--- start Text shown ---
# you're a rat not a dog!!



## mistymornings18 (Aug 13, 2012)

Lola thinks she is a dog. I caught her wagging her tail tonight after she chased my two dogs from the room LOL. She is goofy


----------



## Rat lover (Dec 28, 2011)

Awww! Haha


----------



## RatzRUs (Feb 5, 2012)

Lol! Mine do that with the cats! They are very supervised we usually kick them out when they are out,but when they are in the room boy do they wag that tail! Lol


----------



## LightningWolf (Jun 8, 2012)

Aw, my rat Soda wags his tail, so does Storm.  

I don't know if our three babies do or not.


----------



## mistymornings18 (Aug 13, 2012)

Glad to know my rat isn't the only confused rodent on the block. Gimp acts quite embrassed over her sisters antics when it comes to behaving like a K-9


----------



## Rat Daddy (Sep 25, 2011)

Don't even joke about rats behaving like dogs. When we adopted Amelia she came from a multi pet household and she actually growled like a dog. She was new to our household and frightened and she only did it for the first day we had her, but it was truly bazaar. As to tail wagging, my girls don't make a habit of it. Tails are for balance and balast.
--- end Text shown ---
--- start Data ---
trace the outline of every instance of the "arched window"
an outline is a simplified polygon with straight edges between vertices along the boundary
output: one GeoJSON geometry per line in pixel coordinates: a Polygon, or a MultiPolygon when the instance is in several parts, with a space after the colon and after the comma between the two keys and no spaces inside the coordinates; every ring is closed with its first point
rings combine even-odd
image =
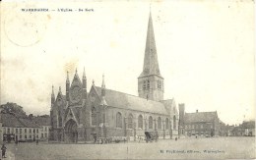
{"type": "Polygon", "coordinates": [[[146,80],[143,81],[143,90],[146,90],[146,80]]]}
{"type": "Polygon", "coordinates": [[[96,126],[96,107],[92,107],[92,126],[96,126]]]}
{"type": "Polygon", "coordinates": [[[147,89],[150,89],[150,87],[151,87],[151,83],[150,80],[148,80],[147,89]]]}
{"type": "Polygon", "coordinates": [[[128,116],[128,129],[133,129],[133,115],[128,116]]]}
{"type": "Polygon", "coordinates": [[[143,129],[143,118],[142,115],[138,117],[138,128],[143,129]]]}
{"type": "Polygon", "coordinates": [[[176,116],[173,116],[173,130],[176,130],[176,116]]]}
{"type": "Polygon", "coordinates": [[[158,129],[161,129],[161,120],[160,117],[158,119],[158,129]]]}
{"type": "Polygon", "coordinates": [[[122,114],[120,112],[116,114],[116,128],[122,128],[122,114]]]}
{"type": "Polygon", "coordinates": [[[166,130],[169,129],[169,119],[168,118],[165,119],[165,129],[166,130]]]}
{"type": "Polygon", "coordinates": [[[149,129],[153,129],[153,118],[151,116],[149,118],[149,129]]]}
--- end Data ---
--- start Data ---
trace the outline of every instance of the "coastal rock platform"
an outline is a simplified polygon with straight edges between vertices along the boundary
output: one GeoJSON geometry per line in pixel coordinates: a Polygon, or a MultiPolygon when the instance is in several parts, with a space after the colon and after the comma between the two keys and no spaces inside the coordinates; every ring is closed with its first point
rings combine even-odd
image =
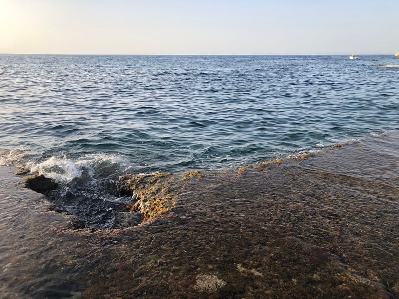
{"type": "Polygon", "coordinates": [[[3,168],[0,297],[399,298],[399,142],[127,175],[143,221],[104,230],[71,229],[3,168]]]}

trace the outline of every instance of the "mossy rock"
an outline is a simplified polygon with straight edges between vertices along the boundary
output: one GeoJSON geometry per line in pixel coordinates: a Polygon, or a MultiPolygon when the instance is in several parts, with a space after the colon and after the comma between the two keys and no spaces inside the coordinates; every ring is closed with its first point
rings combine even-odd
--- end Data ---
Exercise objective ->
Reproduce the passage from the thread about rats acting like dogs, starting with "## RatzRUs (Feb" and going on through "so does Storm.". The records play no part in this.

Task answer ->
## RatzRUs (Feb 5, 2012)

Lol! Mine do that with the cats! They are very supervised we usually kick them out when they are out,but when they are in the room boy do they wag that tail! Lol


----------



## LightningWolf (Jun 8, 2012)

Aw, my rat Soda wags his tail, so does Storm.